_What the exercise asks_.
Transcribe everything in the data word for word. Pictures are left out.

_Material provided_.
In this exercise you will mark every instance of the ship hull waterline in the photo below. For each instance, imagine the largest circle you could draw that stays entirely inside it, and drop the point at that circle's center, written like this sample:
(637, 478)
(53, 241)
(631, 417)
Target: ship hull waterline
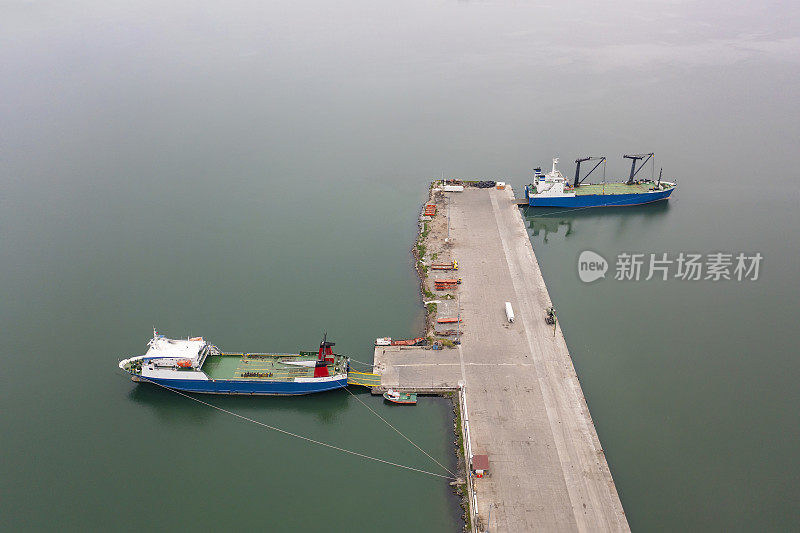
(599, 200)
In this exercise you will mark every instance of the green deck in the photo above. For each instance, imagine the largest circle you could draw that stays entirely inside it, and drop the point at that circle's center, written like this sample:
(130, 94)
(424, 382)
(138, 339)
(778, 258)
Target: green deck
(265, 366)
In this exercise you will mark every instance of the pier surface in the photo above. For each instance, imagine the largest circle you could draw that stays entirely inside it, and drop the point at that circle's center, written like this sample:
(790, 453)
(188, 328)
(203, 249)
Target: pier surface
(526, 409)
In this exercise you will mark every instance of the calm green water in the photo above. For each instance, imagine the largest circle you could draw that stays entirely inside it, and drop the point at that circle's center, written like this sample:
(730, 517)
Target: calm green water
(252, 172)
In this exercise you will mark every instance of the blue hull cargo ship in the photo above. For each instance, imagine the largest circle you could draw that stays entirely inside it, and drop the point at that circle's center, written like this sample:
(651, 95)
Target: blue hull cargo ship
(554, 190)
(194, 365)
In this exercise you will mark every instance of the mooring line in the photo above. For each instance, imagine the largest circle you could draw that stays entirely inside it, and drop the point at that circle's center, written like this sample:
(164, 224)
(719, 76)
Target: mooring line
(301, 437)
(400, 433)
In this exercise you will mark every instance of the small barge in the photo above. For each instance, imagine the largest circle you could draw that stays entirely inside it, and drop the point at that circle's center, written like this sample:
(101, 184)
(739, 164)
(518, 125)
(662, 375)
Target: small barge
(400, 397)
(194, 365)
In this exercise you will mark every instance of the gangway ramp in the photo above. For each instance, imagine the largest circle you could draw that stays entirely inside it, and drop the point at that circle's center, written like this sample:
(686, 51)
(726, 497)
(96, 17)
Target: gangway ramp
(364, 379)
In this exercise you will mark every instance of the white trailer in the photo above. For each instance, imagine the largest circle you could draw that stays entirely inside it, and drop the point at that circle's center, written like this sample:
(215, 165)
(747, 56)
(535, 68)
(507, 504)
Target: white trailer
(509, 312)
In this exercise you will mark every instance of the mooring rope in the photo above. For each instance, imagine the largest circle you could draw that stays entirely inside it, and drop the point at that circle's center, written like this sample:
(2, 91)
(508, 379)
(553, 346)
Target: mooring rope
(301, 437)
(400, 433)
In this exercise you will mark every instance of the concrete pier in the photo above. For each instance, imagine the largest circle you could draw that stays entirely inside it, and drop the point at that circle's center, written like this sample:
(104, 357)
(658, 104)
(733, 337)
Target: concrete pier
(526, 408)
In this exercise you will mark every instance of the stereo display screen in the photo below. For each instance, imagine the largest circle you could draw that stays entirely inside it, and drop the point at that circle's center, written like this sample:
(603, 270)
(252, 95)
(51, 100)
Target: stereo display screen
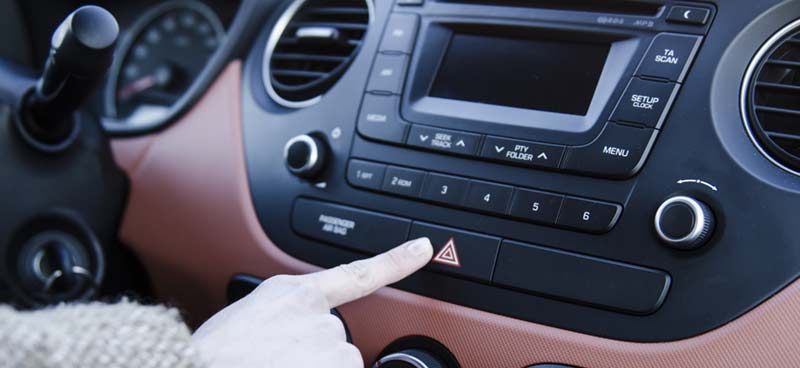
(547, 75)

_Response below_.
In this exercise you will mark every instance of the ship hull waterline in the photo below. For each instance, imagine the largest circle you could draw that stays entirely inside it, and drop the point at that circle's center, written like this sample:
(637, 478)
(53, 241)
(631, 417)
Target: ship hull waterline
(599, 200)
In this exercise you will mark every instance of the green deck in the photo above. For each instance, imagine the largest circle you could draw that stays entirely inside it, and drop the point at that circle's center, written like this sample:
(130, 94)
(424, 382)
(138, 339)
(778, 258)
Target: green deck
(265, 366)
In this exercise you will mark every instance of the pier surface in the photo above. For each instance, imagine the largest circle you could draw that stays entirely inside it, and drop the point at that circle's center, written like this sample:
(790, 453)
(188, 328)
(203, 249)
Target: pier surface
(526, 409)
In this exercise you will mark every instance of the calm green water in the photo above. For each instance, imagine the largest circle you could draw that stays entirely inside it, and drop the point at that circle's center, written like this sample:
(730, 517)
Target: calm green water
(252, 172)
In this exercise you will mark every instance of the blue hull cargo ship in the photo above. For each instance, imagine the largest circle you could draw that stays entirely inside it, and drop the point at that circle's center, written like this sample:
(651, 95)
Target: blue hull cargo ship
(554, 190)
(194, 365)
In this exercise you will mark every instance of the mooring line in the photo above. For each instance, imagine the largest circle you could draw that stays entirely inside it, and drop the point at that circle's center, written like this sample:
(164, 224)
(719, 76)
Target: mooring line
(301, 437)
(400, 433)
In this exercise you will mark every instance of the small barge in the photo above. For each instance, imagine the largest circle you could draw that stays entirely inside it, and drop the point at that circle's center, written like this sample:
(101, 184)
(739, 164)
(518, 125)
(662, 375)
Target: small barge
(400, 397)
(194, 365)
In this exercise you will mark every instance of the gangway ramp in the photo above. For each instance, imagine the largest circle you could draw that stays entirely inside it, and drop the point at that circle's center, written like this sample:
(686, 51)
(726, 497)
(96, 17)
Target: gangway ramp
(364, 379)
In this exercise you will mark every instance of the white trailer in the photo above. For each instance, imagine the largest circle you could draw that stays entirely inside it, and drop the point at that circle's center, written like this sample:
(215, 165)
(747, 56)
(535, 68)
(507, 504)
Target: white trailer
(509, 312)
In this exercise you will mark every instance of the mooring rope in the photo above. For each instance, imagine the largest circle you could draw that stays entirely inside it, and drop the point at that circle's center, written like this sample:
(2, 91)
(508, 379)
(553, 346)
Target: mooring rope
(301, 437)
(400, 433)
In this exercise you will mark every instance of the concrete pier in the photo above. For each instance, imagine the largest circle you could draw that stays entirely inside it, and drop the point at that circle's center, written like this sample:
(104, 357)
(658, 104)
(733, 337)
Target: concrete pier
(526, 408)
In this exercise you will mark every instance of the stereo display screen in the photo below. For each instance, imagine the largest circle you could draw that stays entirely inside it, and drop the point at that circle's center, written like this sample:
(603, 270)
(252, 95)
(51, 100)
Target: stereo display screen
(547, 75)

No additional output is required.